Segment Start: Input
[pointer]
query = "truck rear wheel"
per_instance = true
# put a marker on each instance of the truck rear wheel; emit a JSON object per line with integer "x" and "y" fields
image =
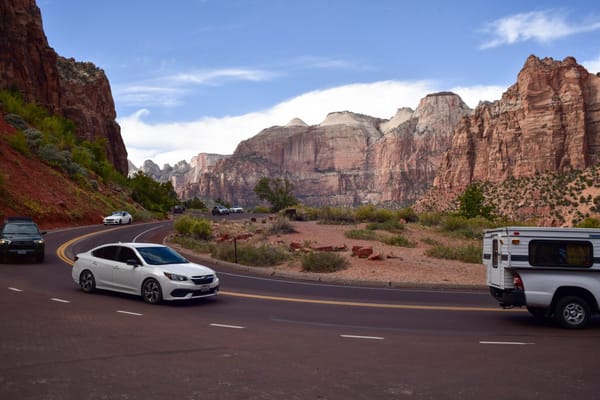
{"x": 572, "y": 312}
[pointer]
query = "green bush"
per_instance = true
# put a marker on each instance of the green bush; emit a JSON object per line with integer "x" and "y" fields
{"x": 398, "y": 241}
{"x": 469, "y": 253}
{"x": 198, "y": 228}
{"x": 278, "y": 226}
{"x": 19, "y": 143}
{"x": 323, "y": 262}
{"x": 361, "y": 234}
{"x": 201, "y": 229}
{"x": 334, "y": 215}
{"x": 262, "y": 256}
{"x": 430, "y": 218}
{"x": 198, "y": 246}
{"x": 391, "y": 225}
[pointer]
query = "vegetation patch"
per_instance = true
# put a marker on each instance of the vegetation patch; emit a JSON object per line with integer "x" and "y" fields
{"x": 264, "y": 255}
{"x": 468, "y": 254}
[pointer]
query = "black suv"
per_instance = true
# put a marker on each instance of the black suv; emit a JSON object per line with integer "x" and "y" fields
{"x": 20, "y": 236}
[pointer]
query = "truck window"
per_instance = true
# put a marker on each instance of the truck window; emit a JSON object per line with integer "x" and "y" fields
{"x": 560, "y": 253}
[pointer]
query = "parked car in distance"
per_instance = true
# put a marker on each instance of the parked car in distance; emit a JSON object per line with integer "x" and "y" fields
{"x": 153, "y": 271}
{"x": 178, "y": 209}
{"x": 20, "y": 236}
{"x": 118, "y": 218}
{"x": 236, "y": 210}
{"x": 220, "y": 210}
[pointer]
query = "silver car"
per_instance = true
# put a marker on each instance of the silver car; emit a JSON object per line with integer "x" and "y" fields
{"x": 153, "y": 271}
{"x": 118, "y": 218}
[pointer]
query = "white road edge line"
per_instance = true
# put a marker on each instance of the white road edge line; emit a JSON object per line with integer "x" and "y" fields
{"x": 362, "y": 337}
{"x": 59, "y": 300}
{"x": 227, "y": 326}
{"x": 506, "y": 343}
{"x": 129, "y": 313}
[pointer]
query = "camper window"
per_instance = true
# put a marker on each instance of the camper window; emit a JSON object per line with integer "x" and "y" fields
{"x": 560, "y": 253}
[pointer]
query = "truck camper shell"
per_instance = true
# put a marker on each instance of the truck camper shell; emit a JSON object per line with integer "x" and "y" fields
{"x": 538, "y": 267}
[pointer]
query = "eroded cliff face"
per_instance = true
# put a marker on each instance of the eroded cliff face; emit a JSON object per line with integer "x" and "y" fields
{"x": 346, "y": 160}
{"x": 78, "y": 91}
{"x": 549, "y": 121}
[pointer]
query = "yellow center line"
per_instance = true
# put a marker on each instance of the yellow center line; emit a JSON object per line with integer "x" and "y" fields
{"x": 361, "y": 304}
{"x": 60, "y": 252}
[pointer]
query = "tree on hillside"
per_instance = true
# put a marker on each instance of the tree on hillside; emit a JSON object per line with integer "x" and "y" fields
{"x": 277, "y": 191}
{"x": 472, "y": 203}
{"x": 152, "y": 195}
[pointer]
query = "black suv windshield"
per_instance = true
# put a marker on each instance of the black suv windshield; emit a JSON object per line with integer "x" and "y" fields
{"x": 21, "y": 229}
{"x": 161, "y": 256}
Segment End: Input
### Instructions for the task
Retype each of the entries above exactly as it appears, with no pictures.

### Result of this exercise
[pointer]
query = "truck rear wheel"
per_instance = true
# put a marker on each instance of the truck rear wheel; emit a JSON object per line with integer "x" and "y" fields
image =
{"x": 572, "y": 312}
[pointer]
query = "green bush"
per_instance = true
# put a marker on each instance of the green bush; emit a JSON object per line with integer "x" and "y" fields
{"x": 398, "y": 241}
{"x": 469, "y": 253}
{"x": 198, "y": 228}
{"x": 278, "y": 226}
{"x": 19, "y": 143}
{"x": 323, "y": 262}
{"x": 361, "y": 234}
{"x": 201, "y": 229}
{"x": 334, "y": 215}
{"x": 262, "y": 256}
{"x": 430, "y": 218}
{"x": 198, "y": 246}
{"x": 391, "y": 225}
[pointer]
query = "vegetation patch"
per_instance = true
# put a marker on each instance of the vegetation patch; emit a JSON object per line with integer "x" and "y" fields
{"x": 264, "y": 255}
{"x": 468, "y": 254}
[pointer]
query = "black suv"
per_instance = true
# put a marker on each instance of the black suv; emit a JSON object per line with integer "x" and "y" fields
{"x": 20, "y": 236}
[pointer]
query = "truck window"
per_instance = true
# put a marker on each instance of the truck window; emit a JSON object per line with integer "x" and "y" fields
{"x": 560, "y": 253}
[pointer]
query = "parked car in distance"
per_instance = true
# put a marker on each instance of the parked car in distance; emit a JSON object per line with integer "x" and "y" fields
{"x": 153, "y": 271}
{"x": 178, "y": 209}
{"x": 20, "y": 236}
{"x": 118, "y": 218}
{"x": 236, "y": 210}
{"x": 220, "y": 210}
[pointer]
query = "silver car"
per_instance = true
# put a marker on each instance of the silver car; emit a JSON object per line with integer "x" and "y" fields
{"x": 153, "y": 271}
{"x": 118, "y": 218}
[pointer]
query = "white road edge line"
per_instance = true
# put a marker on each instance of the white road edge line; emit a JSON object per line with integer "x" and "y" fields
{"x": 362, "y": 337}
{"x": 59, "y": 300}
{"x": 227, "y": 326}
{"x": 506, "y": 343}
{"x": 129, "y": 313}
[pointer]
query = "camper window"
per_instance = true
# put a marker on each instance of the camper window; emit a JSON object per line with integer "x" and "y" fields
{"x": 560, "y": 253}
[pointer]
query = "truck camper shell"
per_instance = true
# put a marker on each instance of the truck camper shell; emit a JSON object per line with integer "x" and "y" fields
{"x": 538, "y": 267}
[pointer]
query = "eroded cliff face"
per_instance = true
# put a marker on each instance of the eroded cliff face; emit a JSON object per line with integer "x" and "y" fields
{"x": 346, "y": 160}
{"x": 78, "y": 91}
{"x": 549, "y": 121}
[pointer]
query = "yellow center line"
per_instance = true
# put a marker on each instance of the yellow center line; emit a JSON object per line with integer "x" and "y" fields
{"x": 361, "y": 304}
{"x": 60, "y": 252}
[pointer]
query = "tree on hillside"
per_instance = true
# put a marker on each instance of the tree on hillside; emit a JSON object per line with integer "x" and "y" fields
{"x": 277, "y": 191}
{"x": 472, "y": 203}
{"x": 152, "y": 195}
[pointer]
query = "black suv windshield"
per_instance = true
# put a marker on each instance of the black suv windshield; emit a JSON object per line with integer "x" and "y" fields
{"x": 21, "y": 229}
{"x": 161, "y": 256}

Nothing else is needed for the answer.